# Work instructions:
Can you output all of the rows below verbatim, character for character?

Point placement rows:

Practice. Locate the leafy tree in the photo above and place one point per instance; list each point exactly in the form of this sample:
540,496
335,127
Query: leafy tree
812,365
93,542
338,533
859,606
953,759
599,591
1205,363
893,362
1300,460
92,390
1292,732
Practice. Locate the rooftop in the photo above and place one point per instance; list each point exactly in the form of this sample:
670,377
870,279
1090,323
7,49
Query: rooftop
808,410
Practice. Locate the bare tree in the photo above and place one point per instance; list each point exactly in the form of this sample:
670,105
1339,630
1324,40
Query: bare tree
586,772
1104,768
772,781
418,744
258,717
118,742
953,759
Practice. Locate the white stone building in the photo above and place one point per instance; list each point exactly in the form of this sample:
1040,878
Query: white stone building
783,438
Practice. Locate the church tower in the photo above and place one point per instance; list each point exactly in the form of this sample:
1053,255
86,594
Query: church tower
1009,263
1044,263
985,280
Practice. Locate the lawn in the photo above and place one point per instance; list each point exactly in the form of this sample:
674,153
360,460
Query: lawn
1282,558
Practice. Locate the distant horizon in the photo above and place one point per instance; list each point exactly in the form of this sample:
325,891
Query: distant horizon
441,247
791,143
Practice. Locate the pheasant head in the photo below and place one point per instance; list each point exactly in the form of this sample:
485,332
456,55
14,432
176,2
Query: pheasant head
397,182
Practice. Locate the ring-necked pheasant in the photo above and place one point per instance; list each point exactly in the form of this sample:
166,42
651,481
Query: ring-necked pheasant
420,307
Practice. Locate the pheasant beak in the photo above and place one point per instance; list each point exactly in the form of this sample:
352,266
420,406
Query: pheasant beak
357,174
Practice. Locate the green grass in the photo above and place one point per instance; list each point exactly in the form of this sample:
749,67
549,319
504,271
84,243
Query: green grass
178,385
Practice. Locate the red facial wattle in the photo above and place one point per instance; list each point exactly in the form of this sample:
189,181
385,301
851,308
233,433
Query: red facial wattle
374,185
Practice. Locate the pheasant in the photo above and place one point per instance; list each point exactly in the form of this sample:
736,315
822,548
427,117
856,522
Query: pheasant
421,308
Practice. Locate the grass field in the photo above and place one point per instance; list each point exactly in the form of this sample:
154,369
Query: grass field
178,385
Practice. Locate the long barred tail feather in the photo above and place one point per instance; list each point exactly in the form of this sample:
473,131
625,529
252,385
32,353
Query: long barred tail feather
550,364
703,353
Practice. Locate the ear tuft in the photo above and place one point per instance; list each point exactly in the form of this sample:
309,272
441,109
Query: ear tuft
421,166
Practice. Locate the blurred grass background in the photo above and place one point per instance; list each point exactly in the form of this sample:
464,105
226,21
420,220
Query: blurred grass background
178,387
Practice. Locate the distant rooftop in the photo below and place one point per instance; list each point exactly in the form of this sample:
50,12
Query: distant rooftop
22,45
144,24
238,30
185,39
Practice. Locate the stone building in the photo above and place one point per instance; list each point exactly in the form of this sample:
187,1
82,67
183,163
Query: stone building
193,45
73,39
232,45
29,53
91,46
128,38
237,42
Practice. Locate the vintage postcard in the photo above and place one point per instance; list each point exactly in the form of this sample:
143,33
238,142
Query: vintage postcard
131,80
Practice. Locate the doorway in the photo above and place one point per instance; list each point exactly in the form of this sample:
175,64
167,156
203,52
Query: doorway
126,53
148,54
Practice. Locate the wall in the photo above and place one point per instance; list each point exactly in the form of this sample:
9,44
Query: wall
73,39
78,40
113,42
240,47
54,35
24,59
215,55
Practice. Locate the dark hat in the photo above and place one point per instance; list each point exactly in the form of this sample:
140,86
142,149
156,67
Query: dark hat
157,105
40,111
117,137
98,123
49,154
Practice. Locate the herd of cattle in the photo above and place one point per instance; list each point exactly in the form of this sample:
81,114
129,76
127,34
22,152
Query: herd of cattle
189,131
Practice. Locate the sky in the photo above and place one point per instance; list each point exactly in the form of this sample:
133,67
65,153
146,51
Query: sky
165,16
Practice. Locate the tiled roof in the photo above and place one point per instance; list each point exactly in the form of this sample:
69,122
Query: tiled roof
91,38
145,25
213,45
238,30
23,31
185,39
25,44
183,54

# Response to the task:
Practice. Locate the leafy tree in the photo above and place one point per instance; list each point exactly in the form of this sample:
540,496
335,127
Query: leafy tree
812,365
93,542
338,533
859,606
953,759
599,591
1205,363
893,362
1300,460
92,390
1292,732
Practice. Locate the rooftop in the photo above and place one point per instance; list each point exactly in the form of this sample:
670,377
870,279
1090,323
7,49
Query: rooftop
808,410
Practice. Locate the bare tree in the photo above and place one point per instance; list each point exactly in the form of this sample:
670,105
1339,630
1324,40
Query: bare tree
586,772
1104,768
772,781
418,744
258,717
118,742
953,759
Practice. Locate the white stone building in the photo above and place one point per instance; list each point exactly in the form of this sample:
1040,878
Query: white stone building
783,438
Practice. Locate the church tower in the photo above and place one point per instance; list each point exactly in the form of this sample:
1053,255
86,594
Query: church tower
1009,263
1044,263
985,280
Practice. Locate the lawn in the photo above and place one point per instance; list each point exactly in the form of this sample:
674,153
360,460
Query: lawn
1282,558
Practice. Locate the distant horizon in the photo above and place one point per instance; list each point exactly in the form of this sample:
325,891
Query: distant horizon
441,247
791,143
Practice. Locate the pheasant head in the photo below and place one point per instance; list each point exactly in the form of this sample:
485,332
456,55
14,432
176,2
Query: pheasant head
397,182
Practice. Locate the ring-necked pheasant in the photo above and place one point per instance; list each point exactly in the form of this sample:
166,42
651,481
Query: ring-necked pheasant
420,307
Practice. Locate the pheasant beak in the photo above and place one point per instance; list each point exactly in the form of this sample:
352,266
420,406
Query: pheasant beak
357,174
Practice. Locate the green grass in the photo above and place one point per instance; list each point exactly in the form of this sample:
749,67
549,319
504,271
84,243
Query: green grass
178,385
Practice. Locate the red facial wattle in the photo above and place one point per instance; list each point exactly in the form of this sample:
189,181
385,301
851,308
233,433
Query: red facial wattle
374,185
Practice. Locate the pheasant in the photo above and place one point per instance; list each point exactly in the form of this sample:
736,315
822,548
427,117
856,522
Query: pheasant
421,308
Practice. Locate the grass field in the photo above and place one point per instance; list each point exactly in the form of this sample:
154,369
Query: grass field
178,385
Practice. Locate the long barred tail feather in the photo above and place one point per instance; list each point exactly in the form of this sample:
473,131
625,529
252,385
32,353
Query: long barred tail feather
550,364
703,353
Practice. Locate the ear tuft in the photo above and place one point per instance; list each point exactly in the form of this sample:
309,272
441,109
Query: ear tuft
421,166
Practice. Locate the blurred grass background in the photo above and place one point per instance; list each point exactly in the form of this sample:
464,105
226,21
420,220
Query: blurred grass background
178,387
Practice. Locate the distant rooftop in the photo below and place one point per instance; list each point exactly in the form of this sample:
50,12
Query: distant rooftop
22,45
144,24
238,30
185,39
Practice. Locate the stone building in the photo above and place one point per instance; list each point exactly in the form of this sample:
187,1
82,67
183,163
Query: stone building
193,45
73,39
232,45
29,53
91,46
128,38
237,42
Practice. Locate the vintage postcard in the photo above and place one point per instance; list each point exactly in the form of this sample:
143,33
238,142
Query: vintage postcard
131,80
Practice. Locate the doorway in the photo above and place one point per instance; list each point exactly in the form of this sample:
175,64
167,156
203,52
Query: doorway
126,53
148,54
Practice. Locate the wall in the photo above and place one point per instance; list each point exactly in the form of this sample:
9,44
Query: wall
73,39
78,40
113,42
240,47
54,35
24,59
215,55
Practice. Locate the dark hat in the photo above and place one point per instance; list each point exactly in the form of this sample:
140,86
142,149
156,67
Query: dark hat
157,105
40,111
117,137
98,123
49,154
Practice. Locate the herd of cattle in the photo above and place one point per instance; list each point exactly in the form of this sample:
81,114
129,76
127,34
22,152
Query: herd of cattle
189,131
Practice. Locate the sky in the photo above and place one point per instance; list each point exactly in the form of this sample:
133,67
65,153
146,51
Query: sky
165,16
Practice. Locate the tiled roof in the photo above and place one point per instance; list each point exactly in the form of this sample:
69,122
Query: tiled roof
91,38
145,25
213,45
238,30
23,31
185,39
25,44
183,54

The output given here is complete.